Arbitrary Code Execution (ACE)

  • Arbitrary code execution, or ACE, is the act of executing code that is not part of the intended code within software.
  • One such threat is called buffer overflow, where software is overwhelmed with input. Such input overflows into other areas of memory, causing the program to malfunction. For example, the software may expect input of a short length, but the user inputs an input of a massive length.
  • Another similar threat is called a stack overflow, where overflows can be used to insert and execute malicious code.
  • Sometimes, attacks such as these can be used for cracking or bypassing the need to register or pay for a piece of software.
  • Further, attacks such as these can be used for reverse engineering to see how code functions.

Open-Source Software

  • One way to circumvent threats like this is to use and make open-source software. Such software’s code is published readily online for anyone to see.
  • One can audit the code and make sure that there are fewer security threats.
  • These pieces of software are still vulnerable to attacks.

Closed-Source Software

  • Closed-source software is the opposite of open-source software.
  • Such software’s code is not available to the public and, therefore, may be less vulnerable to adversaries.
  • However, there is a tradeoff between open-source software, where thousands of eyes are looking for vulnerabilities in the software, and closed-source software, where code is hidden from public view.

App Stores

  • App stores are run by entities like Google and Apple, where they monitor submitted code for adversarial intent.
  • When you install only authorized software, you are far more protected than installing software from any developer without using an app store.
  • App stores employ encryption to accept only software or code that is signed by authorized developers. In turn, app stores sign software with a digital signature. Thus, operating systems can ensure that only authorized, signed software is being installed.

Package Managers

  • Package managers adopt a similar signing mechanism to ensure that what you download from third parties is trustworthy. However, there is no guarantee that one is entirely safe.
  • Still, we are always attempting to raise the bar for adversaries to install adversarial code.

Bug Bounty

  • Bug bounties are paid opportunities for individuals to discover and report vulnerabilities in software.

### WRITTEN TASK
Copy the stretch of the security notes above from "Arbitrary Code Execution (ACE)" through "piece of software." word for word.

### RECORD SET
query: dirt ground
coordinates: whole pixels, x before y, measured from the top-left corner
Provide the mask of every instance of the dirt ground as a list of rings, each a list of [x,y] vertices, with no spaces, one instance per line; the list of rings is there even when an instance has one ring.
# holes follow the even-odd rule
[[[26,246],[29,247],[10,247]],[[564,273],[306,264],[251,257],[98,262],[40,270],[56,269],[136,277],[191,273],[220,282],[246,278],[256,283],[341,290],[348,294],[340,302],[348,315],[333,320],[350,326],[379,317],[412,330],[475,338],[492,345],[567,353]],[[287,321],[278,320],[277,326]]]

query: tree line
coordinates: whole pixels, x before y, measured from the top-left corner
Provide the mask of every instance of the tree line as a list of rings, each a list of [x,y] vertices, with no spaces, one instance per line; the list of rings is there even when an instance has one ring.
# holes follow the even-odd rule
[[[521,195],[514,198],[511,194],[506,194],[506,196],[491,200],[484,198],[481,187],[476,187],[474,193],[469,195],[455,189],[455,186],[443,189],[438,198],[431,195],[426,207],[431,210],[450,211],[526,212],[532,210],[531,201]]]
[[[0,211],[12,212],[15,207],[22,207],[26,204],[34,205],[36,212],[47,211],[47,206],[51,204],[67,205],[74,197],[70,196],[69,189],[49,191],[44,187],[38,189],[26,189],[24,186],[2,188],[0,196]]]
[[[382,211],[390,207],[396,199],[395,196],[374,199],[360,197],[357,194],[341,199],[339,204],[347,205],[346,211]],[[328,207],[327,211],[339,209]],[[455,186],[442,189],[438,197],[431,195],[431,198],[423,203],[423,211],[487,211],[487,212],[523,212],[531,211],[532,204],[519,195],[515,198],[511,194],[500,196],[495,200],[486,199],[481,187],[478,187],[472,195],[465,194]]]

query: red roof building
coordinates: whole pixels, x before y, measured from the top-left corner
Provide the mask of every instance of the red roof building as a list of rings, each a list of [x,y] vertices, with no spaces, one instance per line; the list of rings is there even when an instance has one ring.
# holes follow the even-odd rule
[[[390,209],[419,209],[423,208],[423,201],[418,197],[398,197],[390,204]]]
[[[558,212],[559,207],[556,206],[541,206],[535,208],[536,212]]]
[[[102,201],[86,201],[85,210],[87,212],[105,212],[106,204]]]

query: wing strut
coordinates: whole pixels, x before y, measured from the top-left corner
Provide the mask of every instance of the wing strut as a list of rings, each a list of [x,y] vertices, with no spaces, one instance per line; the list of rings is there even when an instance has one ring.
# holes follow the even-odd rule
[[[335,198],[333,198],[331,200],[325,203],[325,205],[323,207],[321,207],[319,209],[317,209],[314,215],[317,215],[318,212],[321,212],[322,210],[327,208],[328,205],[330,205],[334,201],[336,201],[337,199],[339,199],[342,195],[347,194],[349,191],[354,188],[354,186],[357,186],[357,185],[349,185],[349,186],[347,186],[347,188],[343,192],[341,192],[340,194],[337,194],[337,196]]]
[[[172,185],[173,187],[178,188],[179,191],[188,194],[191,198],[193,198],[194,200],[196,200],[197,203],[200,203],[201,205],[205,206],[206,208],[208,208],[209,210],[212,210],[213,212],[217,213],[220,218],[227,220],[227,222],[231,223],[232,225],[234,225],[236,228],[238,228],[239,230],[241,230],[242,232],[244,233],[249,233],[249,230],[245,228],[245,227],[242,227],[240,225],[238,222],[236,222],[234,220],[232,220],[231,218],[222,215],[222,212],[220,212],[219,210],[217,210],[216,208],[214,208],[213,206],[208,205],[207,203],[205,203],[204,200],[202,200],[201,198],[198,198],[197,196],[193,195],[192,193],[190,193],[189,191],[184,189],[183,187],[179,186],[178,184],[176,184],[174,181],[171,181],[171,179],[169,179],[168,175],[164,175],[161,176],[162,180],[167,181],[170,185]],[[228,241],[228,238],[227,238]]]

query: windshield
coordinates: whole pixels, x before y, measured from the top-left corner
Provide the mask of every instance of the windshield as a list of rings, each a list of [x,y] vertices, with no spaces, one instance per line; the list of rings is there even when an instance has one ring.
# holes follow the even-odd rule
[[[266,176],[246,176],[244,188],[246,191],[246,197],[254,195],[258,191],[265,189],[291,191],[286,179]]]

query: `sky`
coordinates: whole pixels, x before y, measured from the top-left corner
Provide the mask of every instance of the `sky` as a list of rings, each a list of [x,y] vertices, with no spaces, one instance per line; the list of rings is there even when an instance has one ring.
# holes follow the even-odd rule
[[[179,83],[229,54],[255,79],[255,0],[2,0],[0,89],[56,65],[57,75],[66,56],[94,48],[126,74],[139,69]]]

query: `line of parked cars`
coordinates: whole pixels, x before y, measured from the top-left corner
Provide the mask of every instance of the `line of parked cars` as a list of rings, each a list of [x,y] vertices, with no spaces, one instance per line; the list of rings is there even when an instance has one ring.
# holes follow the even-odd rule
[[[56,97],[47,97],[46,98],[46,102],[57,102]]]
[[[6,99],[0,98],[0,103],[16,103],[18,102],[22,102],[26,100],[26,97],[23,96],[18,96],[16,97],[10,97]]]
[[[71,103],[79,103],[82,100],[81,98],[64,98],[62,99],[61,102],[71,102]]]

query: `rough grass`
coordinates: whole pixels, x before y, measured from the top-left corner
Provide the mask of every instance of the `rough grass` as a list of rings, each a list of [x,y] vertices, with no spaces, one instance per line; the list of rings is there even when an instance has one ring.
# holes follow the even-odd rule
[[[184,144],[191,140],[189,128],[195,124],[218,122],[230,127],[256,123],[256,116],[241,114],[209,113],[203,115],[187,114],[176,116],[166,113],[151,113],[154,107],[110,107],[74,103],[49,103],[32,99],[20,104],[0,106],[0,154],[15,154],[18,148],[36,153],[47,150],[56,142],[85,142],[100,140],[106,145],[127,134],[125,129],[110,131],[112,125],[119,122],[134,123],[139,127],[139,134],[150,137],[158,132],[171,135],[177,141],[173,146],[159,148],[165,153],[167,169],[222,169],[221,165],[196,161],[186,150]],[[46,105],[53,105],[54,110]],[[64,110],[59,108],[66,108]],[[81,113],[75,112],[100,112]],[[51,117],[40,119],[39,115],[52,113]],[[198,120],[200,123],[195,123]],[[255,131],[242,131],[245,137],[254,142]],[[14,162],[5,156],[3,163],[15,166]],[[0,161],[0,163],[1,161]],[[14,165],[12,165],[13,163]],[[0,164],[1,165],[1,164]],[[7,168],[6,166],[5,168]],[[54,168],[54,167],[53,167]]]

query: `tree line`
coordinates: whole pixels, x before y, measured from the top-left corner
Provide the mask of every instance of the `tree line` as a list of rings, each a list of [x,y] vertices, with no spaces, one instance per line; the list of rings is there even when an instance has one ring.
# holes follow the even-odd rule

### RESULT OF THIS EXERCISE
Arbitrary Code Execution (ACE)

  • Arbitrary code execution, or ACE, is the act of executing code that is not part of the intended code within software.
  • One such threat is called buffer overflow, where software is overwhelmed with input. Such input overflows into other areas of memory, causing the program to malfunction. For example, the software may expect input of a short length, but the user inputs an input of a massive length.
  • Another similar threat is called a stack overflow, where overflows can be used to insert and execute malicious code.
  • Sometimes, attacks such as these can be used for cracking or bypassing the need to register or pay for a piece of software.